Requests:
**a.** Rewrite the forum thread starting with "## arbitrator" and going on through "crosses your path!", putting "the right partner" in place of "the right woman".
**b.** Summarize the forum thread in two sentences.

Text provided:
# Don't know how I found this place, but I'm here.



## dax_shepard

Hello,

I'm Dax. That's no my real name btw. But I'm 34 (soon to be 35) and I live somewhere in Texas. I'm a divorced guy. Married 8 years, divorced 4 years. I think after a lot of reflection and just being alone, I've finished the grieving stage and I'm now ready to move on and make the rest of my life, the best of my life. 

If anything, I hope this place prepares me if I ever get married again. A bit too early to think of that now, however. 

That's all I wanted to say. 

Cheers everyone!


Dax.


----------



## arbitrator

*Take your sweet time, and don't ever get yourself into an undue rush, Dax ~ you will definitely know when the right woman crosses your path!

Best of wishes to you and a hearty welcome to the TAM family! We're here to commiserate, advise, and hopefully offer help!*
_Posted via Mobile Device_


----------



## 225985

dax_shepard said:


> Hello,
> 
> 
> 
> I'm Dax. That's no my real name btw. But I'm 34 (soon to be 35) and I live somewhere in Texas. I'm a divorced guy. Married 8 years, divorced 4 years. I think after a lot of reflection and just being alone, I've finished the grieving stage and I'm now ready to move on and make the rest of my life, the best of my life.
> 
> 
> 
> If anything, I hope this place prepares me if I ever get married again. A bit too early to think of that now, however.
> 
> 
> 
> That's all I wanted to say.
> 
> 
> 
> Cheers everyone!
> 
> 
> 
> 
> 
> Dax.




Any kids?


----------



## estes

I'm in a similar situation. 

We'll get through this together!


----------



## BetrayedDad

dax_shepard said:


> Cheers everyone!
> 
> Dax.


Where are you really from? No one says "cheers" in Texas....


----------



## estes

Gotta watch those sweeping generalizations. We're not all lemmings ya know!


----------



## 225985

estes said:


> Gotta watch those sweeping generalizations. We're not all lemmings ya know!




Not all but most. And most of us just follow that lemming who enjoys leading us astray and over the cliff.


----------

Information supplied:

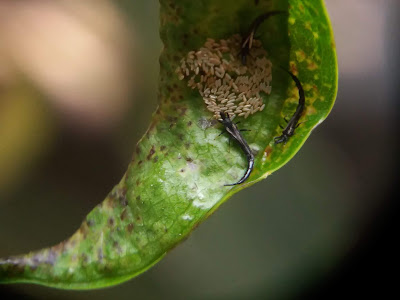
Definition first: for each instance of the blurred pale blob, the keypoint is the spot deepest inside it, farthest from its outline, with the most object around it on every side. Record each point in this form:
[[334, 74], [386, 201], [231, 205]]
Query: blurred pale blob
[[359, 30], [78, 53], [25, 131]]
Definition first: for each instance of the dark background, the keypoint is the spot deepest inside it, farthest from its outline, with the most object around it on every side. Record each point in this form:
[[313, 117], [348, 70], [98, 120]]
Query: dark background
---
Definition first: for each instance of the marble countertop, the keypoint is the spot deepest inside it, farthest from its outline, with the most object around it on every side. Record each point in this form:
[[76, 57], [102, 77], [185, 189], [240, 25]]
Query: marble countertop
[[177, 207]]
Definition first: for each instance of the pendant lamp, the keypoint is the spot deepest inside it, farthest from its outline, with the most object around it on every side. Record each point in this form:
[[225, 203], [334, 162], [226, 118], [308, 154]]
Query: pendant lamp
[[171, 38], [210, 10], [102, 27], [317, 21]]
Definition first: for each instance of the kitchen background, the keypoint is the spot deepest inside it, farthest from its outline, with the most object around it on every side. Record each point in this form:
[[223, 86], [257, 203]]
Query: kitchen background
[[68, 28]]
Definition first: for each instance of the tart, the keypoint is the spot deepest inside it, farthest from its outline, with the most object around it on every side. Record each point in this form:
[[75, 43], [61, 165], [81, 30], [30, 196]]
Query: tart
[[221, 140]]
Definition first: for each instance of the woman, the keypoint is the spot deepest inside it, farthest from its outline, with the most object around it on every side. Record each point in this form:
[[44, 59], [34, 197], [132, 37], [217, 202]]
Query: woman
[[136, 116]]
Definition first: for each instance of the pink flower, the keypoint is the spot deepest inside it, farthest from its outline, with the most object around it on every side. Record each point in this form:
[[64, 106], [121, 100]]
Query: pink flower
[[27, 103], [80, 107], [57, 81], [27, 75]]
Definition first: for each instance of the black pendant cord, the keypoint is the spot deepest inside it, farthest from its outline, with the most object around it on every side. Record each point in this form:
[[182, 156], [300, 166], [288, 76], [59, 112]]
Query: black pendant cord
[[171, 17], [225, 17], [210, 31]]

Expected outputs:
**a.**
## arbitrator

*Take your sweet time, and don't ever get yourself into an undue rush, Dax ~ you will definitely know when the right partner crosses your path!

**b.** A 34-year-old divorced man in Texas, posting as Dax, introduces himself and says he has finished grieving after 8 years of marriage and 4 years of divorce. He hopes the forum will prepare him if he ever remarries, and members welcome him, urge him not to rush, ask whether he has kids and argue over whether anyone in Texas says "cheers."